▶ [SUPPLIED RECORDS]
'''

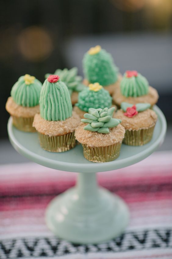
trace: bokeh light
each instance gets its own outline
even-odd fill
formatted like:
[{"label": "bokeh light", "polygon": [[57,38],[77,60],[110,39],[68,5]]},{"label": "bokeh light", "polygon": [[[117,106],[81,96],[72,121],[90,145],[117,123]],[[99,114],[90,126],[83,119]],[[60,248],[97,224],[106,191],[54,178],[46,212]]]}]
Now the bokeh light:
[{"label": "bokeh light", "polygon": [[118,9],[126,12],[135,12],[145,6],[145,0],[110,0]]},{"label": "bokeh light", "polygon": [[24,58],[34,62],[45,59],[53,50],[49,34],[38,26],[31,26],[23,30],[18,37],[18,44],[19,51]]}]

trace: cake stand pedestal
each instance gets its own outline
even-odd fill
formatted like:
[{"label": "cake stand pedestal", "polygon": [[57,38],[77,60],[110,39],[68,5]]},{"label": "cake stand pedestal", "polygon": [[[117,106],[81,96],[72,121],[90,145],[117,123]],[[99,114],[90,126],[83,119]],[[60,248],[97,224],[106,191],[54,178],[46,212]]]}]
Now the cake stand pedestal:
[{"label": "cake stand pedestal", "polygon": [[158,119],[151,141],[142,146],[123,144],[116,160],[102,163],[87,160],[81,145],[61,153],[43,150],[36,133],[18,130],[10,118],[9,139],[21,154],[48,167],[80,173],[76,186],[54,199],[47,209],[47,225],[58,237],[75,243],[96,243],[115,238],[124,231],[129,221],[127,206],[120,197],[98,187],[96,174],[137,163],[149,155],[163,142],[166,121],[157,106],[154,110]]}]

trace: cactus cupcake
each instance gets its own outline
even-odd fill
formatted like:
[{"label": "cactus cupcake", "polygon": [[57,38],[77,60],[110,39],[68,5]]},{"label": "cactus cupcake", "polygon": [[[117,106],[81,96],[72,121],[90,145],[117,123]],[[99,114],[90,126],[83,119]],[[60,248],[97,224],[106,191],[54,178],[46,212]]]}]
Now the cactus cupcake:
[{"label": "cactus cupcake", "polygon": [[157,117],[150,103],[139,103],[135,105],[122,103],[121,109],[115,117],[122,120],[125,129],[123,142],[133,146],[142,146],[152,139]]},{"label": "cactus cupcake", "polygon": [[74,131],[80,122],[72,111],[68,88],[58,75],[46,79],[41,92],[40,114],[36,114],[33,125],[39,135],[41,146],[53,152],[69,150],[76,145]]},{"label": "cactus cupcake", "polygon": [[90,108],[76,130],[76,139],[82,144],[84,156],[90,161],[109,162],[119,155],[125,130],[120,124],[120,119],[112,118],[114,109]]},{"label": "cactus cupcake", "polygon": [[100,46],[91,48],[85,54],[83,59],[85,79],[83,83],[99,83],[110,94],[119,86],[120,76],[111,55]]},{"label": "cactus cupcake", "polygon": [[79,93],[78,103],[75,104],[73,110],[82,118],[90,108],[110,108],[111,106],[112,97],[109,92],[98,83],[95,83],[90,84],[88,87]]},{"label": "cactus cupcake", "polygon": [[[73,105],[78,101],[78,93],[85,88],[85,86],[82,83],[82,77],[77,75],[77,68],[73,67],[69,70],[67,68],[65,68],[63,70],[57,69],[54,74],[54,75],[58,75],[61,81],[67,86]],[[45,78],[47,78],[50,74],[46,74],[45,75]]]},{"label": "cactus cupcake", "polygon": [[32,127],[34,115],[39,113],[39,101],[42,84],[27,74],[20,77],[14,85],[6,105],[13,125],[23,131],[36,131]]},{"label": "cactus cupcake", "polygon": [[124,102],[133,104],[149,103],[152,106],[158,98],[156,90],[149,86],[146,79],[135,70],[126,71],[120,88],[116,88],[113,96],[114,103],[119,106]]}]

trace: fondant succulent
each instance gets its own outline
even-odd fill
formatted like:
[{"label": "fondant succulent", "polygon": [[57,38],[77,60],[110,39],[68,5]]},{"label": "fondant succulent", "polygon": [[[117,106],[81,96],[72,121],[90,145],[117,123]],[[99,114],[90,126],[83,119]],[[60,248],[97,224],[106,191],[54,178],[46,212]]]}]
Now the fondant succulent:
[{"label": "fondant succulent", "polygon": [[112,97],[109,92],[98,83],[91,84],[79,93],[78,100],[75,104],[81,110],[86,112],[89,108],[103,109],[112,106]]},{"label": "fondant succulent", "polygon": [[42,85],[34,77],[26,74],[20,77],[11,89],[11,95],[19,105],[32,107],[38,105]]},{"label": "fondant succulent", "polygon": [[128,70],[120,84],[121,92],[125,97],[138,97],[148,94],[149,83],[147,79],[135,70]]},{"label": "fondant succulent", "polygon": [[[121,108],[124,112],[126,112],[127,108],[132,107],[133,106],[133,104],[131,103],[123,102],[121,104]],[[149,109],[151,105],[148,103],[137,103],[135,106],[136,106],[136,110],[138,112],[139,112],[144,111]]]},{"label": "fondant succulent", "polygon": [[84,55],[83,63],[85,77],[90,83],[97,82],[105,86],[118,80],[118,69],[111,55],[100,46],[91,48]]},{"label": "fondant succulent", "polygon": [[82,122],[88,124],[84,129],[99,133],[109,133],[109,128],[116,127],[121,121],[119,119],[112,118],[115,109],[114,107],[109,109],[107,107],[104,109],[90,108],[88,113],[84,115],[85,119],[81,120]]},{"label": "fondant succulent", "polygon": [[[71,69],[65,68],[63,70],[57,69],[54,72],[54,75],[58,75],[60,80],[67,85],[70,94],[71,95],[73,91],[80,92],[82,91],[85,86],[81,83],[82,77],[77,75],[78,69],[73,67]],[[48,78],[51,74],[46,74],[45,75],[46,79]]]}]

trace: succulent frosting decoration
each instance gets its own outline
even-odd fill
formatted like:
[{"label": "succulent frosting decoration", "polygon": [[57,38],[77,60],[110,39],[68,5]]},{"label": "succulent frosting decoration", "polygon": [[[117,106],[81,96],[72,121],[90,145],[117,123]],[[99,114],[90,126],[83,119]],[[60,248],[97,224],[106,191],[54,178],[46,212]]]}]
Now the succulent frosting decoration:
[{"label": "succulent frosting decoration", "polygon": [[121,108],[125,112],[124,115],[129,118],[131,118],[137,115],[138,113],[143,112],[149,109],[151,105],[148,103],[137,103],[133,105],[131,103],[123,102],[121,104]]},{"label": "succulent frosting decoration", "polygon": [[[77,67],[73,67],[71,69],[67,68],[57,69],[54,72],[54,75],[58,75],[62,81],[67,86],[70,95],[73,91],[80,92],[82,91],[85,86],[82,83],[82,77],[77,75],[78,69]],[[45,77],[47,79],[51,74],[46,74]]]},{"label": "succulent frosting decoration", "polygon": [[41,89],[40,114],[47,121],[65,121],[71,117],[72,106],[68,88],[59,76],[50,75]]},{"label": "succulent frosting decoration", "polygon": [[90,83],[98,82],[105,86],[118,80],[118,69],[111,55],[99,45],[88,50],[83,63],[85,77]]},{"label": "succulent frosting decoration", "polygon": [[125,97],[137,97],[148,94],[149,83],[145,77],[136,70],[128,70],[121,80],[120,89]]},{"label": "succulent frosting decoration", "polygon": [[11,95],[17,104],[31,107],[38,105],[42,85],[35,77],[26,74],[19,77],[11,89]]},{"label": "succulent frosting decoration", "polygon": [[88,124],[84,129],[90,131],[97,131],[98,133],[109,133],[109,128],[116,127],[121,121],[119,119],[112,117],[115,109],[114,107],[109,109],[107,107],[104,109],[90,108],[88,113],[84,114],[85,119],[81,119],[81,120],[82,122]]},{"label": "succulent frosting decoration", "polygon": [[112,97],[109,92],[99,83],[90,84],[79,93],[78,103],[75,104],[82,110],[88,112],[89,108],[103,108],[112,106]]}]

'''
'''

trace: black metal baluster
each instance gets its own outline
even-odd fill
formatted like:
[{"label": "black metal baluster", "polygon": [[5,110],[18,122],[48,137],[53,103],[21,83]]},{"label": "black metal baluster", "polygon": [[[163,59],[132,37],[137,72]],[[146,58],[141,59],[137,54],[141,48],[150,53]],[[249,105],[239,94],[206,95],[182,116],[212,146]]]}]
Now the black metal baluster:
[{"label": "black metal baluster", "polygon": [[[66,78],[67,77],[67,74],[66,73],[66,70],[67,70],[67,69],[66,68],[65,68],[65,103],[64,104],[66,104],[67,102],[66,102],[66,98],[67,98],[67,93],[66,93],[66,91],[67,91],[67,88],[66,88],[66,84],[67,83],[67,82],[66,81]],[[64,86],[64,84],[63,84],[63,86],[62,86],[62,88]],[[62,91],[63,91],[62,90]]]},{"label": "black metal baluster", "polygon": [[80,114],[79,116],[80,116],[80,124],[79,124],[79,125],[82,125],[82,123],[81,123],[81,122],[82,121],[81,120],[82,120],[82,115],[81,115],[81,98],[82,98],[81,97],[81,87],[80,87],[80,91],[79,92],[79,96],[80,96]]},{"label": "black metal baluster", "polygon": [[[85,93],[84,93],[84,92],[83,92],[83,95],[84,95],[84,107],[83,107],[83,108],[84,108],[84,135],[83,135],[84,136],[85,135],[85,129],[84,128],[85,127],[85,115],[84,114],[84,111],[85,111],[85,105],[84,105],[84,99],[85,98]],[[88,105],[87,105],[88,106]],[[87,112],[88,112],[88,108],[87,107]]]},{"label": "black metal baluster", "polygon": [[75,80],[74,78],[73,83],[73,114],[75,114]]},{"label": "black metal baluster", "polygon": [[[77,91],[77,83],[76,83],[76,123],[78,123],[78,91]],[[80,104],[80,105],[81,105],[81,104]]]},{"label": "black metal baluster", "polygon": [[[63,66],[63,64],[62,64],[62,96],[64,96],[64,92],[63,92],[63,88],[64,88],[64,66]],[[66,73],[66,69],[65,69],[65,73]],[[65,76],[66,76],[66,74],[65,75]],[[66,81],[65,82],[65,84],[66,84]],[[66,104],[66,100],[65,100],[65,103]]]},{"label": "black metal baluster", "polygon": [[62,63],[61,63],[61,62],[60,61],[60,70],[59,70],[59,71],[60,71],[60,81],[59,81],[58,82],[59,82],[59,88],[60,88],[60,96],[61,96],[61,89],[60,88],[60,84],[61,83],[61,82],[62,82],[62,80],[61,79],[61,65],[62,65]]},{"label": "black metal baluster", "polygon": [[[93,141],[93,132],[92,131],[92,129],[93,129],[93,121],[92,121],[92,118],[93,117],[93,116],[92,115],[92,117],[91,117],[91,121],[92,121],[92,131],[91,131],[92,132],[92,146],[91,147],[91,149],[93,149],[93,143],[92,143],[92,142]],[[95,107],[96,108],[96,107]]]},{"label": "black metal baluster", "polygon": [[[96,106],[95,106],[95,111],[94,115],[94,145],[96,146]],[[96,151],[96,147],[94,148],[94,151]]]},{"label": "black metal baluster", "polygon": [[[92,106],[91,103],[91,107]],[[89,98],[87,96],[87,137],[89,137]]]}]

'''

▶ [DIRECTIONS]
Format the lines of the records above as a JSON array of strings, one string per line and blank lines omitted. Begin at the line that contains "trace: bokeh light" and stop after the line that contains "Now the bokeh", including both.

▶ [SOLUTION]
[
  "trace: bokeh light",
  "each instance gets its own outline",
  "even-odd fill",
  "formatted like:",
  "[{\"label\": \"bokeh light\", \"polygon\": [[57,38],[77,60],[110,39],[68,5]]},{\"label\": \"bokeh light\", \"polygon\": [[[117,106],[81,96],[72,121],[90,145],[117,123]],[[99,114],[90,126],[83,119]],[[60,248],[97,224],[106,191],[54,178],[46,212]]]}]",
  "Now the bokeh light:"
]